-- ABOUT THIS EXERCISE --
Please return the whole listing exactly.
--- STUDY MATERIAL Enclosed Below ---
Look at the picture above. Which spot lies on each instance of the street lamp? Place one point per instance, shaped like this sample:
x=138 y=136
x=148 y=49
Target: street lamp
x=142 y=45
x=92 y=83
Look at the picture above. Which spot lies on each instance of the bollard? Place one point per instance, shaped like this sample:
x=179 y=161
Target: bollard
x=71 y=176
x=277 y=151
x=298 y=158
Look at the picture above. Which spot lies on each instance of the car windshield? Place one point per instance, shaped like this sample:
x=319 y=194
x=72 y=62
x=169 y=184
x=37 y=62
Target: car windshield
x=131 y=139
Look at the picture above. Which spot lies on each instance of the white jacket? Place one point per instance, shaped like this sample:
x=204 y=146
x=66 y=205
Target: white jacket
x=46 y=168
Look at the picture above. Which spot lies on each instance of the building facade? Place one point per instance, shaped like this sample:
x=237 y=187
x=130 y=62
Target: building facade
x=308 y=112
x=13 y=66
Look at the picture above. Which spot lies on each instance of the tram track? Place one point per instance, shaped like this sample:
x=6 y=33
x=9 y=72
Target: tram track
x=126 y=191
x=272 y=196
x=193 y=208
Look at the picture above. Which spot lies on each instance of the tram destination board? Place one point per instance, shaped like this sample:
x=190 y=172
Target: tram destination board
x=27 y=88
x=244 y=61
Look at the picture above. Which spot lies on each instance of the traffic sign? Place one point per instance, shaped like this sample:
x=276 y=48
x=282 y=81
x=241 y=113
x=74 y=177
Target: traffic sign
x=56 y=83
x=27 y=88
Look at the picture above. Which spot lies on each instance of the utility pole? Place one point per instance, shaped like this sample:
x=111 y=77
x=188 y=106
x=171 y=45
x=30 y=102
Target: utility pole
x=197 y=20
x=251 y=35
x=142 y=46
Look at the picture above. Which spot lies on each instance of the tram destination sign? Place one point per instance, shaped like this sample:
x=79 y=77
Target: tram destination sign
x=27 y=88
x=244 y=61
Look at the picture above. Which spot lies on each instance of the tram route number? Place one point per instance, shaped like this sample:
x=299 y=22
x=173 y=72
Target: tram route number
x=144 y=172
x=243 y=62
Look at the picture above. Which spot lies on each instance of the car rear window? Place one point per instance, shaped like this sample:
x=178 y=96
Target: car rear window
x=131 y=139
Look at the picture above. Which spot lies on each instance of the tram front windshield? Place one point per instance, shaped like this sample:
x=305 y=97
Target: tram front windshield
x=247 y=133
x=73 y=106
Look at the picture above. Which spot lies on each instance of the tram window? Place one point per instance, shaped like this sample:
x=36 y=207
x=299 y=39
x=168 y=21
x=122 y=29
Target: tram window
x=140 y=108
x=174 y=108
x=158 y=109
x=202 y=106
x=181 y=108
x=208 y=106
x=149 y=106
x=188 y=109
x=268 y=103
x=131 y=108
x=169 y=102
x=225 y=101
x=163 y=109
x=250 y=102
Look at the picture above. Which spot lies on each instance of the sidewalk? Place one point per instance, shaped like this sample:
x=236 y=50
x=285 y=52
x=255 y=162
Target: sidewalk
--- End of Enclosed STUDY MATERIAL ---
-- ANSWER SECTION --
Look at the picture above. Which spot lies on each instance of the street lamp? Place one point per instance, shaped like this sample:
x=138 y=136
x=148 y=49
Target: street lamp
x=142 y=45
x=92 y=83
Look at the picture above. Which spot lies on each instance of the bollard? Place one point per instance, shaped like this sample:
x=179 y=161
Target: bollard
x=71 y=176
x=277 y=151
x=298 y=158
Look at the picture above. Which spot lies on each instance of the car windshield? Place one point per instance, shaped like this sample:
x=319 y=194
x=72 y=62
x=169 y=184
x=37 y=62
Target: car windshield
x=131 y=139
Look at the picture above. Which spot lies on each instance of the white jacket? Place one point per instance, shaped like this sample:
x=204 y=146
x=66 y=205
Target: white jacket
x=46 y=168
Look at the picture above. Which spot lies on each instance of the building facade? Place one point per instance, shaped like this sample:
x=237 y=187
x=130 y=62
Target: building facade
x=308 y=112
x=13 y=66
Look at the picture above. Which spot lies on each instance of the tram track? Place one point per instance, shaped like this sample:
x=6 y=33
x=9 y=72
Target: tram track
x=126 y=191
x=272 y=196
x=193 y=208
Look at the picture above. Which spot lies on each instance of the tram destination board? Place one point per instance, shaped like this sample:
x=190 y=172
Target: tram destination board
x=27 y=88
x=244 y=61
Look at the picture above. Which spot lies on each instance of the traffic sign? Place one point per instance, shaped like this sample:
x=276 y=48
x=282 y=81
x=241 y=113
x=74 y=177
Target: traffic sign
x=56 y=83
x=27 y=88
Look at the picture above. Which spot lies on each instance of the utility pole? Place one point per instance, shaped like this sample:
x=111 y=77
x=188 y=106
x=171 y=45
x=30 y=102
Target: utility pole
x=197 y=20
x=251 y=35
x=142 y=46
Look at the picture above. Which spot lies on each instance of the tram destination sign? Place one point per instance, shaped like this sample:
x=79 y=77
Target: tram destination sign
x=27 y=88
x=244 y=61
Look at the picture above. Which spot lies on each instance of the tram route number? Place one point per instance, shaped like this sample:
x=299 y=22
x=173 y=72
Target: tram route number
x=144 y=172
x=243 y=62
Look at the picture above. Which spot lies on each instance of the car rear window? Place one point per instance, shaped like this sample:
x=178 y=96
Target: car rear window
x=131 y=139
Look at the picture above. Which spot lies on each instance of the tram front windshield? Place one point per instance, shaped like this sample:
x=305 y=97
Target: tram front windshield
x=247 y=133
x=73 y=106
Look at the picture above. Which spot lies on each instance of the tram window? Place one point per instance, shaped like this sample:
x=36 y=207
x=299 y=39
x=168 y=21
x=122 y=29
Target: tram window
x=140 y=108
x=174 y=108
x=158 y=109
x=202 y=106
x=181 y=108
x=208 y=106
x=149 y=106
x=188 y=109
x=268 y=103
x=131 y=108
x=169 y=102
x=225 y=101
x=163 y=109
x=250 y=102
Look at the picture above. Which spot lies on each instance of the sidewalk? Place one point per instance, shaped like this sample:
x=236 y=50
x=285 y=52
x=255 y=162
Target: sidewalk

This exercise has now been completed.